= Material provided =
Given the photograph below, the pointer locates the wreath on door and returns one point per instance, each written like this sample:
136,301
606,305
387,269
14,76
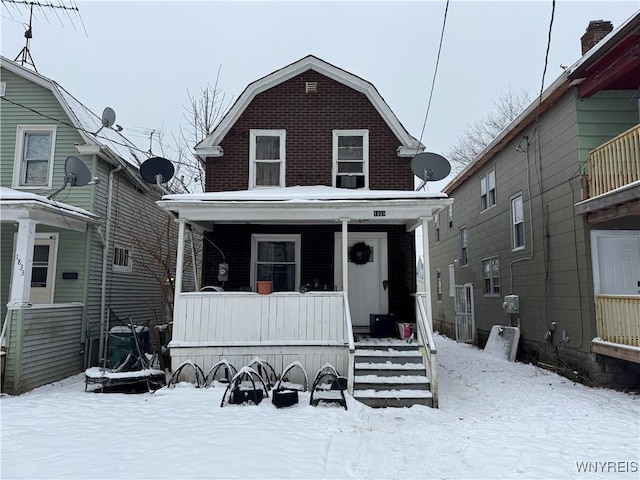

= Directions for this task =
Please copy every line of the listing above word for word, leaving out the picture.

= Response to this task =
Given the photograph below, the pointer locates the wreath on door and returns one point per instance, each written like this sample:
136,301
606,305
387,269
14,76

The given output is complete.